Zadanie: Podejmij relację o Erasmusie w Chile i pisz ją dalej od ostatniego zdania.

Erasmus w Chile
Zdecydowałam się opowiedzieć o moim Erasmusie w Chile. Miałam okazję pojechać tam na okres od września do stycznia zeszłego roku. Przeżyłam niezapomniane doświadczenie i dlatego mam ochotę się nim podzielić. Gdy wróciłam do Belgii, wiele osób pytało mnie: "No i jak jak tam było? "- pytanie, które wydawało mi się bardzo trudne. Jak za pomocą słów przekazać miłość, jaką darzę ten kraj, a szczególnie miasto Santiago? Ten konkurs to dla mnie fajna okazja, żeby zapoznać Was z moimi doświadczeniami.
Dlaczego Chile?
Po pierwsze- strasznie chciałam nauczyć się hiszpańskiego; ten romański i egzotyczny język przywodzi mi na myśl wakacje i chciałam móc sama się w nim porozumiewać. Wahałam się między Chile a Argentyną; ostatecznie-ze względów bezpieczeństwa- stanęło na Chile. Mogę Was dziś zapewnić, że nie żałuję żadnego z moich tamtejszych doświadczeń!
Mój przyjazd do Santiago
Mój przyjazd do Santiago nie należał do najłatwiejszych; nie mówiłam zbyt dobrze po hiszpańsku. Traf chciał, że już miałam tam przyjaciółkę (Chilijkę, spotkaną podczas wymiany Rotary w Nowej Zelandii), która mówi po angielsku, mogłam się więc z nią komunikować. Jednak z jej przyjaciółmi nie było tak łatwo... Wszyscy byli szalenie sympatyczni i chcieli ze mną rozmawiać, ale... nikt nie mówił po angielsku. Przez pierwsze dwa tygodnie desperacko szukałam jakiś Chilijczyków, z którymi mogłabym komunikować się po angielsku- na próżno... Ostatecznie zrozumiałam, że najlepszy sposób nauki dla mnie to próbować mówić po hiszpańsku, mimo mojego poziomu. Koniec końców, szybko się podszkoliłam. Na uczelni miałam okazję być w jednej klasie z Meksykanami, Kolumbijczykami, Hiszpanami i Argentyńczykami; tak mogłam przekonać się o wielkim zróżnicowaniu akcentów i szybko się rozwinąć. Mówi się, że jeśli rozumie się "chilijski", można zrozumieć jakąkolwiek wersję hiszpańskiego! (Myślę, że to prawda, ponieważ mówią bardzo szybko). Istnieje też "chilijskie" słownictwo: mają mnóstwo swoich własnych słów, które mogą być niezwykle przydatne, jeśli chcielibyście wybrać się do Chile na Erasmusa... Powiem Wam o nich więcej w dalszym ciągu artykułu.

Zapisane wiersze:
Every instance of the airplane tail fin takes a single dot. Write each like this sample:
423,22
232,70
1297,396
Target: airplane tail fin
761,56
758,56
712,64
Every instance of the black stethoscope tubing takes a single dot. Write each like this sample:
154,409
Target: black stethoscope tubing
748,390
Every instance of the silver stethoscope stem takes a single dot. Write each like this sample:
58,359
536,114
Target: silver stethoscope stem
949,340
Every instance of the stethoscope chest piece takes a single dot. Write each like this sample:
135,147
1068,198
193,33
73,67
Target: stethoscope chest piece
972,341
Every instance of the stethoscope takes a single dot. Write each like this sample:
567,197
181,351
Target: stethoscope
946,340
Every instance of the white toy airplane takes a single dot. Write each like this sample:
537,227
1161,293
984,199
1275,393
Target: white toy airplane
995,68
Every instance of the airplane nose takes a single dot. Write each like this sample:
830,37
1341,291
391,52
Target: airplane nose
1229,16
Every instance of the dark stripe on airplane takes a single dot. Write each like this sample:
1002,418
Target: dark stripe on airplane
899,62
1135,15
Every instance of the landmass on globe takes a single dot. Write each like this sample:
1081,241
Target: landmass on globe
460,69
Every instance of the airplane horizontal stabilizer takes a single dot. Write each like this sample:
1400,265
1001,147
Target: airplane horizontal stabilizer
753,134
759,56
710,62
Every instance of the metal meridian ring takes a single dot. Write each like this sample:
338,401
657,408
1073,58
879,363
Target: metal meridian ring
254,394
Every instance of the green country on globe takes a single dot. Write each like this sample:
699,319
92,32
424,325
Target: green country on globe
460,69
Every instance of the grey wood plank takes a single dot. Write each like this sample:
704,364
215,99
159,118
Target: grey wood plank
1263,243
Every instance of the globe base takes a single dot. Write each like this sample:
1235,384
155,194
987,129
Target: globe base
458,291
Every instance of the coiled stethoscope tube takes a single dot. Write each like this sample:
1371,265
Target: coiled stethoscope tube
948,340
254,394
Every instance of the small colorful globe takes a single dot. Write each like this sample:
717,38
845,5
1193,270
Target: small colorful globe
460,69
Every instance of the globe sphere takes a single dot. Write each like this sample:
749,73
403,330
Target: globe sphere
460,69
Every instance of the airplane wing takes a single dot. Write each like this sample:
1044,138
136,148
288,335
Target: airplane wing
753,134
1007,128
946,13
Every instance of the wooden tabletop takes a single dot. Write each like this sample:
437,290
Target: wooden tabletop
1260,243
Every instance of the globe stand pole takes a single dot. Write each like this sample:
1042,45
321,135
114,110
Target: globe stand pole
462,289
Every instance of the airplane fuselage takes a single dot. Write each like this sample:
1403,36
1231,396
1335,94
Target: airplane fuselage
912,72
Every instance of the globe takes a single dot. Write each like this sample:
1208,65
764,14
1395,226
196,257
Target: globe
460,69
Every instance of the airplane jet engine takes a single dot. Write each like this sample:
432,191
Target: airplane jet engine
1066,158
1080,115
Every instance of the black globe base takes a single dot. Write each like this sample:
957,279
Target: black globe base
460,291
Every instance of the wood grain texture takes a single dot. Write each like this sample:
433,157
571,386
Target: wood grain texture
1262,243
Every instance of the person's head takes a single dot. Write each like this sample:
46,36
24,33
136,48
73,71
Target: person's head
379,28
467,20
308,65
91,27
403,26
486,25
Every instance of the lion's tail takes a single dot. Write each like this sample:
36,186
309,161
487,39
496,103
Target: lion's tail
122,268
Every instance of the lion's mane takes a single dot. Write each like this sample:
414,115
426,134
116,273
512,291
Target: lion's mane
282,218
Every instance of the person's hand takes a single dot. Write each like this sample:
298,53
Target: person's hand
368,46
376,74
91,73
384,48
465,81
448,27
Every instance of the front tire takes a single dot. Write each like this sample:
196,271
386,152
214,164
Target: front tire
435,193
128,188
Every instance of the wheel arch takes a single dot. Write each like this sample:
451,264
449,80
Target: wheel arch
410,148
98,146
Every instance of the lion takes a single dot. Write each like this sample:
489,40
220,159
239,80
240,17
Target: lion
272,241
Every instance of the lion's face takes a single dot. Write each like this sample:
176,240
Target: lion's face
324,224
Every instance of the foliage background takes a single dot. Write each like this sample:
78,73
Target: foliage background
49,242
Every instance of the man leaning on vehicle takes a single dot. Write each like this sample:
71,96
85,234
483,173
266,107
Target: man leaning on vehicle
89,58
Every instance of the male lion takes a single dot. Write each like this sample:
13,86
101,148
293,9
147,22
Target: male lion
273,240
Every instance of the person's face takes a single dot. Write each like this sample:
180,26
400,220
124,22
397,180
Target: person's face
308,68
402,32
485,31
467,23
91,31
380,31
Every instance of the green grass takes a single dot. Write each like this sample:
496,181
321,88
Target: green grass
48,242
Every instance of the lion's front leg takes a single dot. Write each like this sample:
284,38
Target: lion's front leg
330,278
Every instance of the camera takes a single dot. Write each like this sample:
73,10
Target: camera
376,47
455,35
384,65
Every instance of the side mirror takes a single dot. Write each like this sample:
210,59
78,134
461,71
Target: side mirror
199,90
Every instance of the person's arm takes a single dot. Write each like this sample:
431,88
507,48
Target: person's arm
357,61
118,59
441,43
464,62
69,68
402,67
* * *
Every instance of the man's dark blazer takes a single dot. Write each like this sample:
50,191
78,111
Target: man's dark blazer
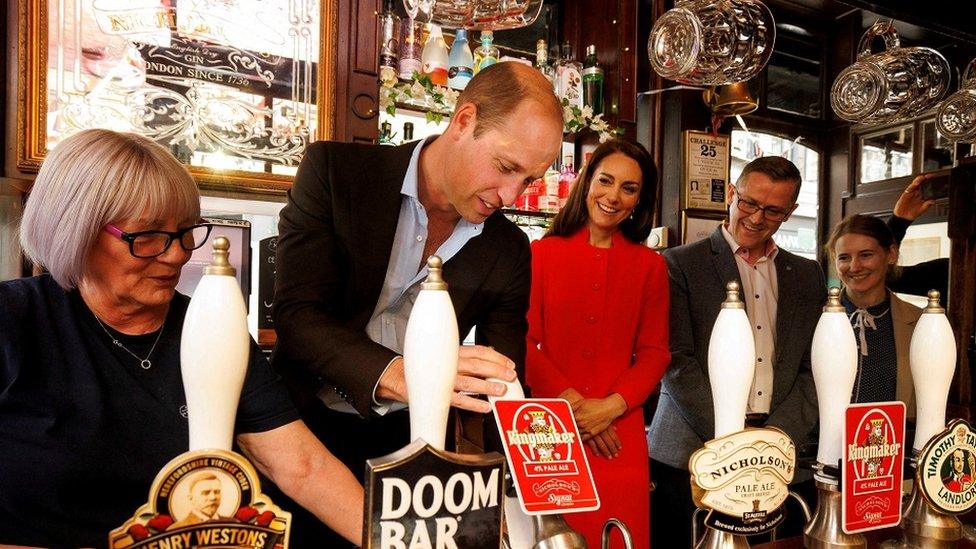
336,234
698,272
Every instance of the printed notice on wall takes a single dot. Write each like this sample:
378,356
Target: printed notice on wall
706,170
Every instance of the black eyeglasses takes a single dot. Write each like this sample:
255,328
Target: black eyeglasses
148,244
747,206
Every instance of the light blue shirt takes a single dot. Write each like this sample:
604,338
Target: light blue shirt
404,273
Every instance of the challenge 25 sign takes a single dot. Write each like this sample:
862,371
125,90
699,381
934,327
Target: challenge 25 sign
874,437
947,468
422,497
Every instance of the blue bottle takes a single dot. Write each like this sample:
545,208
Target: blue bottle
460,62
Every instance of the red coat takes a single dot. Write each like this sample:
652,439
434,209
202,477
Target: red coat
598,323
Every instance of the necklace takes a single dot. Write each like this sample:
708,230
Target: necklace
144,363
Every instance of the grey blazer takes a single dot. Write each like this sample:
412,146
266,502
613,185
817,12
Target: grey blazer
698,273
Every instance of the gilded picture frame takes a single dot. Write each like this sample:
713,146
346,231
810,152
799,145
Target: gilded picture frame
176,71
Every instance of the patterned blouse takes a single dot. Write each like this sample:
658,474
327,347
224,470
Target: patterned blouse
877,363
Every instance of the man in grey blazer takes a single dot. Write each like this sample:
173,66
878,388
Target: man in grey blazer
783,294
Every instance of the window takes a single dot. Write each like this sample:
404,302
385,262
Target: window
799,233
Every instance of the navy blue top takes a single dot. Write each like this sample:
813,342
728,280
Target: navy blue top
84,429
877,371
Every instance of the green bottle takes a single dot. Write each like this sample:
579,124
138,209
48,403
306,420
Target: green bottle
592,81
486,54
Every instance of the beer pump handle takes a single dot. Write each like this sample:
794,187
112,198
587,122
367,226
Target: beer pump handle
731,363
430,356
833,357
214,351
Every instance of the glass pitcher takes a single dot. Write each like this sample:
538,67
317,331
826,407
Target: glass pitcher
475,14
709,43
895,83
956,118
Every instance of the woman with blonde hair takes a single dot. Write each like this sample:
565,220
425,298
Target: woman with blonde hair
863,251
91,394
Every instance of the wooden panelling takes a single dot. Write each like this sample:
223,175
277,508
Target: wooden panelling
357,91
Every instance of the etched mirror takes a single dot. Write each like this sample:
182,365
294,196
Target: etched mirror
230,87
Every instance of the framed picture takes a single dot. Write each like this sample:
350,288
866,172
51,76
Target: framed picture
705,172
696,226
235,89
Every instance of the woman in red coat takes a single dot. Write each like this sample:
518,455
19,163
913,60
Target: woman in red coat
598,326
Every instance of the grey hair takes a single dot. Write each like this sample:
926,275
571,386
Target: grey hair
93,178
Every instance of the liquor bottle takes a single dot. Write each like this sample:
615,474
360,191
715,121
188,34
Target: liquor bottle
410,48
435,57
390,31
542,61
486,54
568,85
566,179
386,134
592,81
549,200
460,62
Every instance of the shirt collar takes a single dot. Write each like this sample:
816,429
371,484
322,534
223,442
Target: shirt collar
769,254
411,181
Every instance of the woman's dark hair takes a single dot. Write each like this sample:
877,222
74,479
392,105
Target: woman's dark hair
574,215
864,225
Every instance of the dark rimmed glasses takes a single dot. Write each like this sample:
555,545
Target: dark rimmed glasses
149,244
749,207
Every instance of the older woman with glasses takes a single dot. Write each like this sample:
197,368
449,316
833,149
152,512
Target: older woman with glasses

Odpowiedź na zadanie:
Muzyka
Muszę wyznać, że zakochałam się w reggaetonie; w Santiago słyszy się go cały czas i wszędzie. Jako że przeżyłam wspaniałe doświadczenie i uwielbiałam miasto, dźwięk hiszpańskich piosenek i reggaetonu sprawia, że z nową siłą powracają do mnie wspomnienia. Ta porywająca muzyka towarzyszyła mi przez cały czas trwania wymiany... Tak na ulicy, jak w barze czy radio; grają ją wszędzie. Jednym słowem: si necesitas reggaeton, dale! (pl. 'jeśli trzeba Ci reggaetonu, włącz go').
Imprezy w Santiago
Jeśli popytacie o atrakcje turystyczne, większość doradzi Wam "wycieczkę" do Bellavista (jeśli chcecie wyjść); niezupełnie się z tym zgadzam- jest kilka niezłych klubów z niezbyt wysokimi cenami, ale osobiście wolałam coś innego. Jeśli szukacie dobrych dyskotek albo klubów z większą "klasą", radziłabym Wam raczej jechać do Las Condes, gdzie np. w Hotelu W organizuje się fajne imprezy. Ja chodziłam też do Klubu Eve lub Kamikaze, też całkiem niezłych. Mimo to moim ulubionym miejscem pozostaje W. Les mercredis, gdzie odbywają się też "after-work party" (może z trochę starszymi uczestnikami). Różni się to od zabaw studenckich, ale też ma swój urok; zaczyna się dosyć wcześnie- można wejść tam już od 17:00. Co tydzień organizuje się party w innym miejscu, a często odbywa się ono w cudownych, bardzo wystawnych salach.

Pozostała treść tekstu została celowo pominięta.